Write what comes next in the blog post about the Russian Embassy invitation, starting right after its final sentence.

- Extracted text -
+--
Thursday

Blogging Bird meets the Russians

It's not every day you get an invite to the Russian Embassy, certainly not for me anyway.  So, when the invite came through, who was I to have a valid reason not to go?
The opportunity to peep inside Russia came about thanks to the World Travel Market 2013 and a Russian desire to encourage and welcome visitors to their great country.

Up to this point my knowledge of Russia had been limited to some fascinating lectures at University from a History Professor, who stood with his hands in his jeans and talked to us for hours on end without checking his notes. Collectively we sat captivated by his stories of Stalin and Lenin and the turbulent past. Years later in Cairo a friend and I were approached by two large Russian men in swimming trunks (we were by the pool) wearing heavy, gold jewellery who offered us drinks, weed, whatever we wanted. The Russian who spoke English clicked his fingers and a waiter appeared with orange, vodka and ice-cubed mineral water. I can't remember his name but he said he could not return to St Petersburg, he had a restaurant in Vienna and travelled the world for pleasure. He didn't have an opinion on Stalin. He gave me his address in Vienna and invited me to visit. I never went to Vienna but he left an abiding memory.
+--
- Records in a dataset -
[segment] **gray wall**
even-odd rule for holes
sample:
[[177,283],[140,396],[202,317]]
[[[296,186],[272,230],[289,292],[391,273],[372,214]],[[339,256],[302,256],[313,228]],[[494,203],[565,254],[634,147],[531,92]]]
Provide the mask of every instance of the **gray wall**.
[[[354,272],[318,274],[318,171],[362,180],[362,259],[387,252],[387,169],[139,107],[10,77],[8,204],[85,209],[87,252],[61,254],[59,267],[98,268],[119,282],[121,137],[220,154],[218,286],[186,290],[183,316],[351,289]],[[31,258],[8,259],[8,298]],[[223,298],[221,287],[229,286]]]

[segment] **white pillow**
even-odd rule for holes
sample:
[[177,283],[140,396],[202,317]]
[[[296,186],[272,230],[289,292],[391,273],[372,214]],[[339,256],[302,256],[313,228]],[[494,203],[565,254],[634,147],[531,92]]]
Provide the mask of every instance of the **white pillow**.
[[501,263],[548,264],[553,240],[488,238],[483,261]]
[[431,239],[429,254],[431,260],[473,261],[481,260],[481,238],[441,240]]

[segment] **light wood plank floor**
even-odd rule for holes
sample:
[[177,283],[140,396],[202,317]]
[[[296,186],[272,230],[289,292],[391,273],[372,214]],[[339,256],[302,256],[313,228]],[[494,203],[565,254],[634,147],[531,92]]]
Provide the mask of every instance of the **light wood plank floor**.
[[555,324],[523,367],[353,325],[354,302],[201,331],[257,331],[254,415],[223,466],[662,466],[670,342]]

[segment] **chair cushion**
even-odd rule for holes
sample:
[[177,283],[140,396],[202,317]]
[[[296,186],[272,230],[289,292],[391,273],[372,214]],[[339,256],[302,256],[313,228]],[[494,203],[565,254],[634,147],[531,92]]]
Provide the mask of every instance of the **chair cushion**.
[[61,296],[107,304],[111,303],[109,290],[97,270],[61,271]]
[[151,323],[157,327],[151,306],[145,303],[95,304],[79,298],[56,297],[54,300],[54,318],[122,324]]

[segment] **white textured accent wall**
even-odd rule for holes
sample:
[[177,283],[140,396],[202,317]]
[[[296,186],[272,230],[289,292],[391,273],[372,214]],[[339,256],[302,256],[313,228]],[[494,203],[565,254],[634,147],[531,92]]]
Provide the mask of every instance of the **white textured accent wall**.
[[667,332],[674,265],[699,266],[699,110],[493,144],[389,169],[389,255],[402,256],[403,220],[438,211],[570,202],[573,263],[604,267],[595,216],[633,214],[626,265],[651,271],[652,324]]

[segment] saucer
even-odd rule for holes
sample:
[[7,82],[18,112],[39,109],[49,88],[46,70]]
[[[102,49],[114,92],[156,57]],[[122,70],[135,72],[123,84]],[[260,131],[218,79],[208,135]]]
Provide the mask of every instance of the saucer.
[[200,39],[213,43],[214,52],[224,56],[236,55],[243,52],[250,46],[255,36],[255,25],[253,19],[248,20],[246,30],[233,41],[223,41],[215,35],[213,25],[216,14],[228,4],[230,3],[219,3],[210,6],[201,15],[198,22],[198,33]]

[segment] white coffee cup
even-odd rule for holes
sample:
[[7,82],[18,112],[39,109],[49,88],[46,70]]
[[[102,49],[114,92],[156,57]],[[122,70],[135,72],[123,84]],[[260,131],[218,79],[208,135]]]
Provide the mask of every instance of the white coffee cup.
+--
- Output for this exercise -
That was the sum of my knowledge of the Land of the Russias and hardly a fair representation of what Russia has to offer the adventurous.

What I discovered at the 'Welcome to Russia' forum was how vast Russia is. Comprising of 83 regions, one region alone to the very far east, is almost double the size of the UK, with a population closer to that of Brighton. Delve deeper and you'd find not all regions are divided equally and this is one of the larger in size, however the scale is still incredible.

Kamchatka geysers, copyright Jaka Skorjanc
The region I'm referring to is also known as the land of volcanoes, containing about 300 extinct and 30 live volcanoes. There are four indigenous peoples, UNESCO recognised national parks, thermal springs and wildlife so undisturbed as to affect even the most seasoned traveller. This is only part of what Russia has to offer.

This blog might turn into a book if I went into more detail about each of the regions covered at the World Travel Market 2013 forum, so I just want to tell you a bit more about the remote, wild, volatile land of volcanoes, Kamchatskiy krai.

Kamchatka, is 4,875 miles (7,846 km) from Moscow and an 8 hour plane journey away. It has a unique geo-thermal eco-system with five sites included on UNESCO's world cultural and national heritage list.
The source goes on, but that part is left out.